Supplied text

From: Ralf Wildenhues
Subject: Re: [PATCH 1/10] Proper file name escaping in Autoconf programs and Perl modules.
Date: Thu, 6 Dec 2007 22:50:46 +0100
User-agent: Mutt/1.5.13 (2006-08-11)

Hello,

* Russ Allbery wrote on Tue, Dec 04, 2007 at 10:48:13PM CET:
> Ralf Wildenhues <address@hidden> writes:
> 
> > This includes escaping of characters special to the shell as well as
> > special to Perl, e.g., leading `<' or `>'.  For example, when $file
> > starts with `>', `open ">$file"' wrongly tries to append to a different
> > file.
> 
> The best fix here from a Perl perspective would be to use the
> three-argument form of open everywhere rather than just appending
> characters to the file name argument of the two-argument form.  You then
> require Perl 5.006, but that's not a bad requirement these days.

What to produce
Continue the email about file name escaping in Perl, starting right after its last quoted line. The data that follows has no connection to the email above.

Source material
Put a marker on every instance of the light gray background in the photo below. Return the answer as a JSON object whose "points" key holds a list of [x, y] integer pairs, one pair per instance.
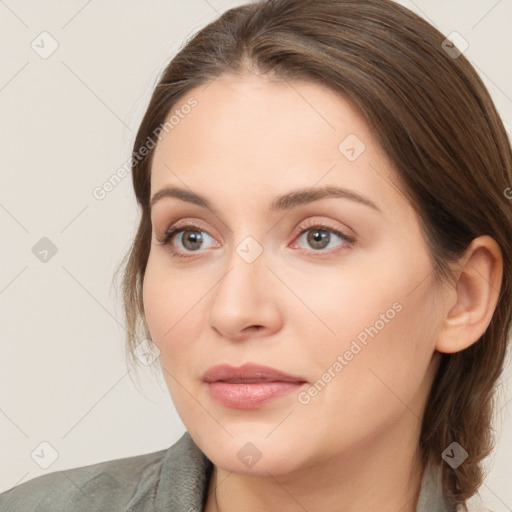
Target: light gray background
{"points": [[67, 124]]}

Response
Probably a good idea, but I'm currently in the mood to fix things in a
conservative way.  I suppose if somebody did this work it would be
appreciated.

> When using the two-argument form, files with leading or trailing
> whitespace will still cause you problems even with an explicit mode
> character always prepended.

AFAICS trailing white space is not a problem.  Leading white space can
be fixed with Paul's suggestion:

* Paul Eggert wrote on Tue, Dec 04, 2007 at 11:43:15PM CET:
> Ralf Wildenhues <address@hidden> writes:
> 
> > but I wouldn't know how to make it foolproof.  First, if the space is
> > missing after `>' and $file begins with `>', then append mode is used.
> > But also, if $file begins with whitespace, that is just ignored anyway.
> 
> I'm a bit out of context here, but can't you prepend "./" to the file
> name, if the file begins with " " or ">" or any other troublesome
> character?

* Paul Eggert wrote on Wed, Dec 05, 2007 at 12:12:02AM CET:
> Ralf Wildenhues <address@hidden> writes:
> 
> > +sub shell_quote($)
> > +{
> > +  my ($s) = @_;
> > +  if ($s =~ m![^\w+/.,-]!)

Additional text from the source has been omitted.